Task:
Repeat nothing but the lines below running from the one containing "written like (267,805)." to the one containing "written like (958,581).". Keep both end lines.

Material supplied:
========

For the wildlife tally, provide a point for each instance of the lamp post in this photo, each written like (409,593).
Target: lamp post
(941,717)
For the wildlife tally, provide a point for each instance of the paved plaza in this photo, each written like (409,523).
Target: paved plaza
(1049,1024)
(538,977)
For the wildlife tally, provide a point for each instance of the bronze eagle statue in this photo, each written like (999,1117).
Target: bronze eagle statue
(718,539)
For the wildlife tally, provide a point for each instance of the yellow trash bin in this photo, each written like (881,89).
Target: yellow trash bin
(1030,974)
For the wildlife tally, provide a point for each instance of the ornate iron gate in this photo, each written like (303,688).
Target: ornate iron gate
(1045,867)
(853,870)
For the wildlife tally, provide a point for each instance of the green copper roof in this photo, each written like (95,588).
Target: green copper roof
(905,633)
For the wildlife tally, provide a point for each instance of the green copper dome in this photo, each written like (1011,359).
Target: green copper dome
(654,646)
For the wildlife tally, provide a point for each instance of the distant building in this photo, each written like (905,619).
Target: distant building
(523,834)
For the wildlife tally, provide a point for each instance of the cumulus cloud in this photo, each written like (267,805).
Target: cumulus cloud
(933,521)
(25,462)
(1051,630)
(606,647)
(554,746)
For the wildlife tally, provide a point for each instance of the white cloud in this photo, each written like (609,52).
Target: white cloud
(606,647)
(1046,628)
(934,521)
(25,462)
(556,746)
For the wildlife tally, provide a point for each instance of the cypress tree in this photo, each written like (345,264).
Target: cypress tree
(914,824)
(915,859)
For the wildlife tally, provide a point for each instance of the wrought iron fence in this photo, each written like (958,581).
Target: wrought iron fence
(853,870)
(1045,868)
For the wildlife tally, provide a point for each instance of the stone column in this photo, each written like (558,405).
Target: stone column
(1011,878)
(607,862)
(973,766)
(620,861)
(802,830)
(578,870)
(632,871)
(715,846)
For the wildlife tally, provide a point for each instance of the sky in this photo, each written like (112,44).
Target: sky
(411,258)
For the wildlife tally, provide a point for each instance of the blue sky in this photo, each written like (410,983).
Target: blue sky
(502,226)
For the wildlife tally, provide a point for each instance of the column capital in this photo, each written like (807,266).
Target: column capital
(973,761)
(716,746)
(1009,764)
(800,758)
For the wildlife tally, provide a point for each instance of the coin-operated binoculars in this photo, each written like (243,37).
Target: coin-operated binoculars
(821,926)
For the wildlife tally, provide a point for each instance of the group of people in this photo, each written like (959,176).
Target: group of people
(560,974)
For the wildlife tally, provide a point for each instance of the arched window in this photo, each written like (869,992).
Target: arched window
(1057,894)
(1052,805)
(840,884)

========

Task solution:
For the wildlife tally, provide a point for each instance of the cumulus cloud in this photo, each written like (267,805).
Target: cumulus cloud
(933,521)
(25,462)
(1051,630)
(606,647)
(554,746)
For the wildlife tally, provide a point for each instance of the white cloud in this photo, each written like (609,52).
Target: white cloud
(606,647)
(1046,628)
(934,521)
(25,462)
(556,746)
For the wildlife tally, provide a point for each instance of the cypress tree in this photo, each written like (345,264).
Target: cypress tree
(914,824)
(915,859)
For the wildlife tally, provide a point for each instance of the wrought iron fence in this photo, each written like (958,581).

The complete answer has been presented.